DATA IN THIS EXERCISE »

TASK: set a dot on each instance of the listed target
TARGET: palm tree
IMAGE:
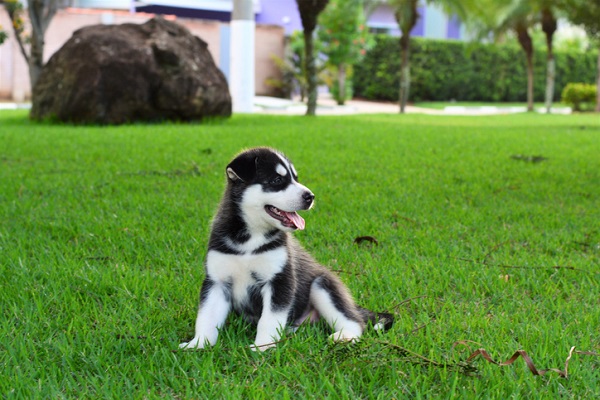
(309, 12)
(406, 14)
(40, 13)
(587, 14)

EXERCISE »
Please rewrite the listing with "dot" replaced by "marker" and everything else unchanged. Leave the pictures out of your answer.

SOLUTION »
TASK: set a marker on each instance of the listed target
TARGET: palm tree
IMAGE:
(309, 12)
(406, 14)
(40, 13)
(587, 14)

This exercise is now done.